§ **TASK DETAILS**
Print each line exactly as it is given.

════

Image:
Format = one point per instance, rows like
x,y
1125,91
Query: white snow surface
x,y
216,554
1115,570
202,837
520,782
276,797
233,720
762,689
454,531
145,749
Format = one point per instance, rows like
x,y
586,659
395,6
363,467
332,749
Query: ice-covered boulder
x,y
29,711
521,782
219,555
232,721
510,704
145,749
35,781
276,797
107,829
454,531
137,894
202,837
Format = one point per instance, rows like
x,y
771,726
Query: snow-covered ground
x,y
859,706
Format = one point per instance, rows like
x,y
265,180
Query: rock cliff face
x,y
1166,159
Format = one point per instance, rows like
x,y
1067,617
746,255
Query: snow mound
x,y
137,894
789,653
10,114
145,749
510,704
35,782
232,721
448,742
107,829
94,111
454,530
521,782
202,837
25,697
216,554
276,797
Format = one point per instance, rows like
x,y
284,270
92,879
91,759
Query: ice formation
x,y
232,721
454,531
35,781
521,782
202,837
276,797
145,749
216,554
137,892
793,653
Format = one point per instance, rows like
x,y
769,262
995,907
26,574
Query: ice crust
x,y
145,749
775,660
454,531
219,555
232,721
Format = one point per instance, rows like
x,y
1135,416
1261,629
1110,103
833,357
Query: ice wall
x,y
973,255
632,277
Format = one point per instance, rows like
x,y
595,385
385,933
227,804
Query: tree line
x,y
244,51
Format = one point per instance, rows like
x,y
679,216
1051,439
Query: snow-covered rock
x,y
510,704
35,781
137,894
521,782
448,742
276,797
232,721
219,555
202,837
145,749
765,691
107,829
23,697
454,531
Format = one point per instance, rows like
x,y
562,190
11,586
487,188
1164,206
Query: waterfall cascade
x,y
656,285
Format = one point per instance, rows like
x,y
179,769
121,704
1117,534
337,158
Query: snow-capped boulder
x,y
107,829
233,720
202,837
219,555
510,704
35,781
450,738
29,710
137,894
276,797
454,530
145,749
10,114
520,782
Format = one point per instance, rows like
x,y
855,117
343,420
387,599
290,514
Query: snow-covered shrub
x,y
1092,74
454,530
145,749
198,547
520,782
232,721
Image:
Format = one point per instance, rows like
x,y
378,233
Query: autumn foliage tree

════

§ **CORRECT ANSWER**
Image:
Format = one point per instance, rows like
x,y
1125,91
Query: white snow surface
x,y
216,554
1115,570
202,837
520,782
276,797
233,720
762,689
454,531
145,749
Format = one point per instance, rows like
x,y
586,659
395,6
363,467
332,749
Query: ice-covered boulder
x,y
29,711
521,782
219,555
232,721
510,704
145,749
35,781
276,797
107,829
454,531
137,894
202,837
Format = one point per instance, rows like
x,y
771,726
Query: snow-covered ground
x,y
859,706
Format = one point per instance, rows like
x,y
265,180
Query: rock cliff face
x,y
1166,159
Format = one point per instance, rows like
x,y
1067,617
746,255
Query: snow mound
x,y
137,894
789,653
10,114
145,749
510,704
35,782
232,721
448,742
107,829
94,111
454,530
521,782
202,837
25,697
216,554
276,797
Format = one point per instance, rows like
x,y
284,270
92,879
91,759
Query: ice formation
x,y
232,721
454,531
35,781
521,782
202,837
276,797
145,749
216,554
137,892
793,653
Format = one point per instance, rows like
x,y
769,262
995,907
26,574
Query: ice crust
x,y
145,749
775,660
454,531
219,555
232,721
Format = one point per instance, rows like
x,y
1135,416
1261,629
1110,103
833,357
Query: ice wall
x,y
973,255
632,277
Format = one point per instance, rows like
x,y
595,385
385,933
227,804
Query: tree line
x,y
244,51
Format = one point per instance, rows like
x,y
679,216
1051,439
Query: snow-covered rock
x,y
510,704
35,781
137,894
521,782
448,742
276,797
232,721
219,555
202,837
145,749
765,691
107,829
23,697
454,531
Format = one point per instance, rows like
x,y
562,190
11,586
487,188
1164,206
Query: waterfall cascade
x,y
656,285
Format = one point per instance, rows like
x,y
179,769
121,704
1117,534
337,158
Query: snow-capped boulder
x,y
107,829
233,720
202,837
219,555
510,704
35,781
450,738
29,710
137,894
276,797
454,530
145,749
10,114
520,782
Format = one point per instance, rows like
x,y
855,117
343,420
387,599
290,514
Query: snow-covered shrub
x,y
1092,74
454,530
145,749
198,547
520,782
232,721
Image:
Format = one point per instance, rows like
x,y
378,233
Query: autumn foliage tree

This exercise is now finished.